> Exercise prompt
Copy out the line that contains "Check that every instance of the tall" and the lines after it through the final one in the entries below, exactly, with no other lines.

> Task material

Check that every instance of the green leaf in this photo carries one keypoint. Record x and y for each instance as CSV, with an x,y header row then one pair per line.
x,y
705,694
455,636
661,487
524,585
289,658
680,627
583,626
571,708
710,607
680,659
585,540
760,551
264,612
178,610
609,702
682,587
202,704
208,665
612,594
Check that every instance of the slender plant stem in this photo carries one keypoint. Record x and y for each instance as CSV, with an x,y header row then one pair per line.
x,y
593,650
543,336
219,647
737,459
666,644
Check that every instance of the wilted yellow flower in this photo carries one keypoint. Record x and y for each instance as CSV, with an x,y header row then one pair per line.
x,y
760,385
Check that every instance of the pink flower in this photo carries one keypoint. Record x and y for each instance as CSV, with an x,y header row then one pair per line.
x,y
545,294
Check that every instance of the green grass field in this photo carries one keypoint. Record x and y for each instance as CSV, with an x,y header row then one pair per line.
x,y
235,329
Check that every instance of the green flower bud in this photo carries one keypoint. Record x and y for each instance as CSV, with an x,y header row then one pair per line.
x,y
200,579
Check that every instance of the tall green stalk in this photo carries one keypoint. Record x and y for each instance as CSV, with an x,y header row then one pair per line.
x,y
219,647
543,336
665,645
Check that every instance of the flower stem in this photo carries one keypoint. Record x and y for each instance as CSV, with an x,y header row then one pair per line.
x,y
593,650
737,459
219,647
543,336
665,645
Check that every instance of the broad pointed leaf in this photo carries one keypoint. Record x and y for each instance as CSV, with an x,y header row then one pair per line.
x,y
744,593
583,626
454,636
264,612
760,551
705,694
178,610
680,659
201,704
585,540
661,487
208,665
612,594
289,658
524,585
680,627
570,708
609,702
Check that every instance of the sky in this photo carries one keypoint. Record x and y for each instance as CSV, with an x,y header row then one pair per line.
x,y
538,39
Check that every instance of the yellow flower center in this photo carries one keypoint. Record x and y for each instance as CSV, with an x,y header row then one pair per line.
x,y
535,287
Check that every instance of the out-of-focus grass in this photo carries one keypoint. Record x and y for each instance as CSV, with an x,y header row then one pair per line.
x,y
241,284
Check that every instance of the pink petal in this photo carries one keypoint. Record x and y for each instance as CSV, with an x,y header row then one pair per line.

> Response area
Check that every instance of the tall green stalk in this photo carries one keypoint. Record x and y for each instance as CSV, with an x,y header row then one pair per line.
x,y
219,647
543,336
665,645
Check that every instance of the flower stem in this photo carries one keypoint. Record x and y for each instance as CSV, with an x,y header row then one pair per line.
x,y
593,650
737,459
219,647
543,336
665,645
Check that every instance of the broad pointed leaf in this photo carries one keypoint. Record x and y for each instance as CSV, with an x,y header row then one pair per line.
x,y
744,593
583,626
454,636
264,612
760,551
705,694
178,610
680,659
201,704
585,540
661,487
208,665
612,594
289,658
524,585
680,627
570,708
609,702
Check that every instance of the sky in this photo carries one keypoint. Record x and y for each instance as CSV, with an x,y header row then one pair per line.
x,y
538,39
Check that every instance of the yellow flower center in this photo carries one keypoint. Record x and y for each instance as CSV, with an x,y header row then one pair per line.
x,y
535,287
Check that every instance of the out-of-focus grass in this photo carries one keypoint. Record x and y for each instance as CSV, with an x,y header row then one pair per line.
x,y
241,284
Check that every instance of the pink petal in this photo carries one keypoint. Record x and y for each instance as CSV, with an x,y header row then one pair per line.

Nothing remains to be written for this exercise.